Biography & CV

 ​​​​​​​Robin North is an interdisciplinary visual artist based in Richmond, Texas, and San Diego, California. He holds a Bachelor of Fine Arts Degree from the University of Houston with a concentration in Photography & Digital Media. He is a Presidential Graduate Research Fellow and Master of Fine Arts candidate in Photography & Multimedia at San Diego State University in San Diego, CA. His work, ranging from alternative photography processes, installation, time-based media, experimental narratives, and mixed and digital media to photographic archives and research, is particularly interested in the relationship between photography and history related to the African Diaspora and African Americans.
After a nearly twenty-year career as a corporate executive and small business owner, in 2016, North’s uncle and one of his father figures, James North, an artist as well, revealed that he was diagnosed with the debilitating Alzheimer’s disease as a result of the harmful legacy of Agent Orange during his service in the US Airforce during the Vietnam War. North was asked to use his talents and the transformative powers of the arts to continue to research and tell the story of his family. He was entrusted with his family archives from numerous family sources, a trove of information including the family photo albums, old documents, oral histories, and other collective research, which were a time capsule into his ancestry and his family’s forced migration. His transition from the business world to a journey as a full-time visual artist began.

**Excerpted records:**
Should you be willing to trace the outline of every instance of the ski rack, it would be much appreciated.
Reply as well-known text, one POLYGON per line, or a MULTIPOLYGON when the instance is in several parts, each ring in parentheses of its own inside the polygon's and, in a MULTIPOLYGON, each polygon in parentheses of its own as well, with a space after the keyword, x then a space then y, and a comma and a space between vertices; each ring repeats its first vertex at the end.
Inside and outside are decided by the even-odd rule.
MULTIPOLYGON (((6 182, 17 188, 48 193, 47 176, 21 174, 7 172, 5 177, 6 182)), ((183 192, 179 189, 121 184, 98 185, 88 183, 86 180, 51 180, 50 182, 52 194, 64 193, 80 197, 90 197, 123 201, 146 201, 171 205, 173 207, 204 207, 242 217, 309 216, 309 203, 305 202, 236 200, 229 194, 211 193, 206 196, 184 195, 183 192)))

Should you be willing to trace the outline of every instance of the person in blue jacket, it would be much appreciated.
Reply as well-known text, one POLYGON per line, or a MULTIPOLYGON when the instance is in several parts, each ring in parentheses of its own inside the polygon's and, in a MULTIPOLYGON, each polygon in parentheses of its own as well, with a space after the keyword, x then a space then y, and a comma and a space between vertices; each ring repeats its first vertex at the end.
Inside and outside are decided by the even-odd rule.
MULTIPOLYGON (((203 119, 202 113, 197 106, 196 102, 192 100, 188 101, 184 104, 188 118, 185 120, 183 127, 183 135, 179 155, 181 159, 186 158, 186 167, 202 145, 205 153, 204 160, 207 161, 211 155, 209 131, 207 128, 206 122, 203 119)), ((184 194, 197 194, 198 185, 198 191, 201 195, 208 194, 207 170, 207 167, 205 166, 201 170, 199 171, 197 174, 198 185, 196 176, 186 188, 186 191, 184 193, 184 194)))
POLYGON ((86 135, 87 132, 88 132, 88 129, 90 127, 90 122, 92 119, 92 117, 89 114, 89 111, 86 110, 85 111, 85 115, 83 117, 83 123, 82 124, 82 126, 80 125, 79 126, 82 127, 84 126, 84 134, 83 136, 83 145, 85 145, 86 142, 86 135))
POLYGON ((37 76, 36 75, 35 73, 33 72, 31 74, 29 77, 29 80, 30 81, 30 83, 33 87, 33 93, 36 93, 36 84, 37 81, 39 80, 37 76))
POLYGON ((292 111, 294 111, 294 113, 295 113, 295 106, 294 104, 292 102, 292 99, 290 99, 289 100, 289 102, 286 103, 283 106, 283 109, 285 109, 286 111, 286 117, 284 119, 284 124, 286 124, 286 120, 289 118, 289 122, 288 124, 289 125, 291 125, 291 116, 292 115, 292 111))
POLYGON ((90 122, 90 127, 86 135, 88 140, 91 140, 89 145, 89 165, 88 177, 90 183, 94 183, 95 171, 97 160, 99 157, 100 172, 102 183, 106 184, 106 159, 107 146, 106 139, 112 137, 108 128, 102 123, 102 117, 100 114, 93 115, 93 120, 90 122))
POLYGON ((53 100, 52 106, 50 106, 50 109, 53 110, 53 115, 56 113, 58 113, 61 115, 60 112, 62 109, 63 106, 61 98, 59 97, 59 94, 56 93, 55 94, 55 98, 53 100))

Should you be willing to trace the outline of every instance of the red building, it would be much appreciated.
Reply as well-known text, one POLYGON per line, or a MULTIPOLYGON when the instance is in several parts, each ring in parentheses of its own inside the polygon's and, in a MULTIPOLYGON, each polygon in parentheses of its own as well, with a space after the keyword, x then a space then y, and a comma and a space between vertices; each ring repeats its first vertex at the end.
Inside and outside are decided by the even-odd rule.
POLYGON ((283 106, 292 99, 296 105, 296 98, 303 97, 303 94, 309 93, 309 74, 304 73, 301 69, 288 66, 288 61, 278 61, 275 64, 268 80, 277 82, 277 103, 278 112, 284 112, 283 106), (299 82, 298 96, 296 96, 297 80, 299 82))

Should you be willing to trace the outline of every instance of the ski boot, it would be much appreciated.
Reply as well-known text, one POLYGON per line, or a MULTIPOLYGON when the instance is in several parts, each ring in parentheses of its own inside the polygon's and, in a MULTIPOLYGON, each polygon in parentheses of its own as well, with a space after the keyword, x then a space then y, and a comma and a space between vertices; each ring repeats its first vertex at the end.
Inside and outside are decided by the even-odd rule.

**Questions:**
[1] According to the Robin North biography, which university granted North his Bachelor of Fine Arts degree?
[2] Extend the Robin North biography past its final sentence.
The records above are separate material and have no connection to the Robin North biography.

**Answers for this exercise:**
[1] The University of Houston.

[2]
Robin’s practice explores how image-making, particularly photography, during colonialism, the Civil War, Reconstruction, Civil Rights, and other periods of conflict was used to deny black representation and perpetuate the idea of racial inferiority. He explores the complex questions associated with the account of African chattel slavery from the perspective of the enslaved, its correlation with the past and present-day structured systems of racism, and the personal and public forces that shape African Diasporic experiences. 
Robin engages with the historic nature of 19th-century photographic printmaking processes and the anti-technological pursuit of reproducing perfect images. The handmaking aspect of alternative photography provides a personal artistic expression through creative thinking and the enjoyment of the unknown. He feels that the limitless possibilities within alternative process techniques allow unconventional artistic expressions that directly correlate with reimagining black representation and missing history.